_Task requirements_:
All the data below needs to be retyped exactly as shown.

_Data for review_:
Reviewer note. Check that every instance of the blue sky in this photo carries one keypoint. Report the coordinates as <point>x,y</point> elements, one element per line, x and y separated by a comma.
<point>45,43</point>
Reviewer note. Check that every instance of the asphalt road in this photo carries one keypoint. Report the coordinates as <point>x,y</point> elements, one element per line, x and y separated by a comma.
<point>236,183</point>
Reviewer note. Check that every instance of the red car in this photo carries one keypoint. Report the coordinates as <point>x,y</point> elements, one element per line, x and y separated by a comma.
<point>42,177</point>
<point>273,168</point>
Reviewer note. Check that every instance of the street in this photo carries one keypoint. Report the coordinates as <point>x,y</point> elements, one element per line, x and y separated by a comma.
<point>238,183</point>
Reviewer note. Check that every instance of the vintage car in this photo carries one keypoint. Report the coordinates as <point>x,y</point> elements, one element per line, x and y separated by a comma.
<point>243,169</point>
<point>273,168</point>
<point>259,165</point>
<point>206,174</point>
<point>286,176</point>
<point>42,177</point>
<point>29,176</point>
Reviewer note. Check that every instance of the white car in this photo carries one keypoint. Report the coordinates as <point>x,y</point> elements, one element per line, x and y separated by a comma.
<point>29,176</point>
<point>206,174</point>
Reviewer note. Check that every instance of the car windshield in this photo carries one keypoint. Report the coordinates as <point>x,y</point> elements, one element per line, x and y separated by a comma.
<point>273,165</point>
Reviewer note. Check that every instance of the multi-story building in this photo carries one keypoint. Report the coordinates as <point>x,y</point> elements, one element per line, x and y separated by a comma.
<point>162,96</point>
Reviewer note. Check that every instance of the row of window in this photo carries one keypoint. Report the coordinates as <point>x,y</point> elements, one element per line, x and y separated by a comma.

_Response area_:
Reviewer note. Check that every instance of the blue sky in this photo carries one keypoint. Report the coordinates as <point>x,y</point> elements, one element per line, x and y separated by a comma.
<point>45,43</point>
Reviewer note. Check that every instance of the asphalt road in this photo carries one keypoint. Report the coordinates as <point>x,y</point> elements, one element per line, x and y separated by a comma.
<point>236,183</point>
Reviewer note. Check that every instance of the red car in this photo carries one keypoint. Report the coordinates as <point>x,y</point> elements, one element per line, x and y separated by a comma.
<point>42,177</point>
<point>273,168</point>
Reviewer note. Check that every instance of the street in this photo carries one keypoint. Report the coordinates as <point>x,y</point> elements, one element per line, x and y separated by a comma.
<point>238,183</point>
Reviewer note. Check that every instance of the vintage car in this photo carries one keypoint. Report the coordinates as <point>x,y</point> elements, one element per line, x and y separated by a comma.
<point>243,169</point>
<point>273,168</point>
<point>259,165</point>
<point>206,174</point>
<point>286,176</point>
<point>42,177</point>
<point>29,176</point>
Reviewer note. Check that every instance of the white car in this photo carries one keypoint. Report the coordinates as <point>x,y</point> elements, one element per line, x and y separated by a comma.
<point>29,176</point>
<point>206,174</point>
Reviewer note. Check that every instance of the car windshield in this photo carries one keypoint. Report the coordinates as <point>x,y</point> elements, one element per line, x and y separated by a comma.
<point>273,165</point>
Reviewer note. Check that every instance of the multi-story building in this photo carries one keypoint. Report the coordinates as <point>x,y</point> elements, one element per line, x and y separated by a comma.
<point>162,96</point>
Reviewer note. Check that every instance of the row of window in this photo carries one keypoint. Report the coordinates as <point>x,y</point> elements, one element per line, x and y separated by a comma.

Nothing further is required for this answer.